# start of Task material

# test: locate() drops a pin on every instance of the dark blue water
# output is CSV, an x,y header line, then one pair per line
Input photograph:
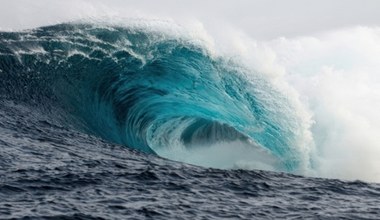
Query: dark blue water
x,y
88,111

# end of Task material

- Instruction: Quote every line of the material above word for word, but leave the picture out.

- Output for this task:
# test: locate() drops a pin on every instance of the dark blue water
# output is CSV, an x,y header line, then one pair per line
Input photograph:
Query: dark blue water
x,y
88,111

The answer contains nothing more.